::: Données présentées
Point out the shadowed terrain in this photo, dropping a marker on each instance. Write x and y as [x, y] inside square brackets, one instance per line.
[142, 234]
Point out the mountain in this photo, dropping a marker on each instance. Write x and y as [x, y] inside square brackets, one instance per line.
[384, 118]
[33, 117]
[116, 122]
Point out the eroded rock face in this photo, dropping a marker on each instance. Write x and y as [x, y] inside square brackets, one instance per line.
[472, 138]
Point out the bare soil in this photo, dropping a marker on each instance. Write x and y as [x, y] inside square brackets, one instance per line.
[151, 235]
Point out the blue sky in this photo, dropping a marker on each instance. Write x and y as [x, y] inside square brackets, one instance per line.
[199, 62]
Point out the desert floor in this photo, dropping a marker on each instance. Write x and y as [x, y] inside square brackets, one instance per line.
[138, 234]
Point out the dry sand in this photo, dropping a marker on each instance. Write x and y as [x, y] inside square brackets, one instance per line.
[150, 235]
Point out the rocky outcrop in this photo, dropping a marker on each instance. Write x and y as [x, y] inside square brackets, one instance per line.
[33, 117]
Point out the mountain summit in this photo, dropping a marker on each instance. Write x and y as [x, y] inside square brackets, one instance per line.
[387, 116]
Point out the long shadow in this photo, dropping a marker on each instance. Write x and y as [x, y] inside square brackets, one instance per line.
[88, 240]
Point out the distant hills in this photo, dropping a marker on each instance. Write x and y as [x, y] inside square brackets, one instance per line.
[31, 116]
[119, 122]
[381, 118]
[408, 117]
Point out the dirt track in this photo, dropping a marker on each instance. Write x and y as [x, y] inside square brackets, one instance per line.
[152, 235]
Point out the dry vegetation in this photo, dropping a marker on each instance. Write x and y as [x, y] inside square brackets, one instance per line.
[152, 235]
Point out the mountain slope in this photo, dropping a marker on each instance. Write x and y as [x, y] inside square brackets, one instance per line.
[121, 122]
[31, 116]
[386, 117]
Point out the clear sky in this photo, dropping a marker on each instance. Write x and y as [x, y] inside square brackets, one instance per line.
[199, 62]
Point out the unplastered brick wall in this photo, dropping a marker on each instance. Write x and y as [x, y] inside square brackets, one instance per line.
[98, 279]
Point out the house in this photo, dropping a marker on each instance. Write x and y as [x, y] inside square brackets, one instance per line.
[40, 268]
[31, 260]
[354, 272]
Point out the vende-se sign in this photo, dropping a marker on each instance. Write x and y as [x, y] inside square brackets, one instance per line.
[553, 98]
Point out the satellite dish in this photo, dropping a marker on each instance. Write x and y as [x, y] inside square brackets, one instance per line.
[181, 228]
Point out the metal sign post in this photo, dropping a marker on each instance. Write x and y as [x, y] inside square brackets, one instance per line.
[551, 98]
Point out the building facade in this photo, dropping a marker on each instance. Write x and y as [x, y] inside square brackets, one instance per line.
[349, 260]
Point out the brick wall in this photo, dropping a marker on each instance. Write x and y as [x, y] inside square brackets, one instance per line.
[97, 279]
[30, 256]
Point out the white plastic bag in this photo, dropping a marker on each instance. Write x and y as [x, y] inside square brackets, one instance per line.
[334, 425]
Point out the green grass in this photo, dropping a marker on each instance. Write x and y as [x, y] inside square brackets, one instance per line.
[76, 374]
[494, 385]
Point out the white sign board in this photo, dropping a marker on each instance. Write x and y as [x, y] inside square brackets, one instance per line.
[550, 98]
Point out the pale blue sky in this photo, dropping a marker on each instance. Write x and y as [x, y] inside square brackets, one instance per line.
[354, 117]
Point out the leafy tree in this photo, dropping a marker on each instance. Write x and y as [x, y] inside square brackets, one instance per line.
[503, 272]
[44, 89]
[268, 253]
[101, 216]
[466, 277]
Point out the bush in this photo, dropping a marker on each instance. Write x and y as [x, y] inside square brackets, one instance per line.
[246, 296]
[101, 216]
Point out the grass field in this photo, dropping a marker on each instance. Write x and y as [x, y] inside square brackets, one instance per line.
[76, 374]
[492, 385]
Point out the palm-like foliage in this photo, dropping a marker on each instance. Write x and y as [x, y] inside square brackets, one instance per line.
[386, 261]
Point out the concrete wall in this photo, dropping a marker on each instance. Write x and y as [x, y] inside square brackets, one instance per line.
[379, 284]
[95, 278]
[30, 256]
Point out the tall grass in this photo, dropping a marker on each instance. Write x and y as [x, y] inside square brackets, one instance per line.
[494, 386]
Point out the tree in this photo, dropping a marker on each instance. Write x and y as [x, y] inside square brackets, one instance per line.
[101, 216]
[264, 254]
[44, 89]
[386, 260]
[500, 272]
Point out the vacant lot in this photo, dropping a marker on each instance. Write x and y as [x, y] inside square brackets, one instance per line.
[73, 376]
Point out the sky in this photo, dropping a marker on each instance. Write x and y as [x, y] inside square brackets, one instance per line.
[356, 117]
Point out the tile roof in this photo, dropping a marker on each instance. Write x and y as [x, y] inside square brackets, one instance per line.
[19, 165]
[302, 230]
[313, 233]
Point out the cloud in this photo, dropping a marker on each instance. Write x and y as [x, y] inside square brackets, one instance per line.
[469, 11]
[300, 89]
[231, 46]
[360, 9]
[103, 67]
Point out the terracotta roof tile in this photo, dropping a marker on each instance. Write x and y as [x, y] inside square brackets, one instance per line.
::::::
- **Consigne écrite**
Recopiez intégralement les données ci-dessus, ligne par ligne, sans rien y changer.

- **Réponse attendue**
Point out the shadowed terrain in this photo, dropping a marker on each instance. Write x and y as [x, y] inside square brackets, one instance per line.
[142, 234]
Point out the mountain in this photo, dropping a marker on each instance. Write x and y as [x, y] inside square brackets, one instance per line.
[384, 118]
[33, 117]
[116, 122]
Point out the eroded rock face in this photo, dropping a marker on each instance. Write x and y as [x, y] inside square brackets, one instance per line.
[472, 138]
Point out the bare soil in this photo, dropping a marker on each instance. Write x and y as [x, y] inside square brackets, one instance per line.
[151, 235]
Point out the blue sky in this photo, dropping a marker on each instance. Write x and y as [x, y] inside square brackets, one instance per line.
[199, 62]
Point out the desert floor in this photo, dropping a marker on each instance. Write x and y as [x, y] inside square brackets, one instance per line.
[138, 234]
Point out the dry sand in this photo, dropping a marker on each instance. Write x and y as [x, y] inside square brackets, one instance per line.
[150, 235]
Point out the rocky outcrop in this photo, dropping a marker on each instance. Write x and y as [x, y] inside square brackets, one instance per line.
[33, 117]
Point out the mountain summit in this photo, dropping a marker on each instance. Write x and y as [x, y] inside square brackets, one instance per line.
[387, 116]
Point out the long shadow in this photo, dropping a marker on each instance. Write x and y as [x, y] inside square brackets, one instance per line.
[88, 240]
Point out the distant hills in this photo, dropping a marker on each instance. Write x and y as [x, y] inside square brackets, one instance per line.
[31, 116]
[119, 122]
[381, 118]
[408, 117]
Point out the dirt track in this photo, dropping a marker on each instance. Write x and y as [x, y] inside square brackets, one instance per line.
[152, 235]
Point out the dry vegetation in this photo, dropping a marker on each instance. Write x and y as [x, y] inside square brackets, one instance per line.
[152, 235]
Point out the mountain slope in this photo, dropping a marker on each instance. Write x and y as [x, y] inside square brackets, one instance per line.
[121, 122]
[31, 116]
[386, 117]
Point out the clear sky in this photo, dropping a marker on each instance. Write x and y as [x, y] inside square brackets, one instance per line.
[199, 62]
Point out the unplastered brick wall in this photo, dropping a marker on each instance. Write x and y as [x, y] inside square brackets, one instance per line.
[98, 279]
Point out the house in this photo, dropping a marker on each instance. Write x and y as [x, y] inside square brackets, one instance per line.
[40, 268]
[31, 260]
[354, 272]
Point out the vende-se sign in this photo, dropping a marker on each instance. Write x and y as [x, y] inside square brackets, one instance per line.
[553, 98]
Point out the satellite dish in this photo, dropping a marker on each instance. Write x and y as [x, y] inside square brackets, one instance per line.
[181, 228]
Point out the metal sign post in this photo, dropping a marker on each instance. Write x and y as [x, y] inside square brackets, one instance per line.
[551, 98]
Point out the building facade in this photo, dropping a marker on each instance. Write x and y as [x, y] inside square brackets, one instance per line.
[349, 260]
Point out the brick wall in this photo, dropping a marker on each instance. Write x and y as [x, y] inside square brackets, one instance per line.
[97, 279]
[30, 256]
Point out the white plastic bag in this photo, dropping a marker on each instance. Write x and y as [x, y] inside square brackets, one instance per line.
[334, 425]
Point out the green grass in this photo, dropping a marker on each instance. Write x and y as [x, y] inside square brackets, one instance per line.
[76, 374]
[494, 385]
Point out the white sign board in this photo, dropping a marker on each instance. Write x and y as [x, y] inside square brackets, one instance per line.
[550, 98]
Point out the pale blue sky in this photo, dropping a marker on each instance. Write x and y as [x, y] inside square brackets, one instance per line.
[354, 117]
Point out the leafy tree in this photo, dropping a marker on each instance. Write x and y as [x, y] inside square brackets, one instance per line.
[503, 272]
[44, 89]
[268, 253]
[101, 216]
[466, 277]
Point out the bush in this photo, dropping a marker on each instance. Write x and y as [x, y] inside square brackets, one instance per line.
[246, 296]
[101, 216]
Point out the grass field in this photo, dropping a marker on each instance. Write x and y as [x, y] inside square brackets, one instance per line.
[76, 374]
[492, 385]
Point out the palm-like foliage in this photo, dropping a marker on each instance. Write x and y as [x, y] inside square brackets, one instance per line.
[386, 261]
Point out the concrete wall in this photo, dropping a marker on each instance. Write x and y as [x, y] inside square brackets, one instance per line.
[379, 284]
[95, 278]
[30, 256]
Point out the tall grass in this photo, dropping a marker on each instance. Write x and y as [x, y] inside square brackets, one instance per line.
[494, 386]
Point out the tree in this photo, dropping a marker on each instance. Write x and y as [x, y] inside square brackets, one instance per line.
[101, 216]
[264, 254]
[44, 89]
[386, 260]
[500, 272]
Point out the vacant lot in this photo, dropping a marker on each instance. Write x and y as [x, y] inside square brackets, one instance per line.
[73, 376]
Point out the sky in this photo, dropping a marker on each instance. Write x and y as [x, y] inside square brackets, one instance per line.
[356, 117]
Point out the tile roof in this photo, dropping a marker on each instance. Write x and y as [x, y] inside square brackets, one instance per line.
[19, 165]
[302, 230]
[313, 233]
Point out the cloud in this photo, dropping a marker on each instance. Write x and y as [x, y] inside square brackets, one instance per line.
[469, 11]
[300, 89]
[231, 46]
[360, 9]
[103, 67]
Point out the terracotta roof tile in this photo, dropping a marker on each instance. Write x and y as [x, y] inside square brackets, one instance per line.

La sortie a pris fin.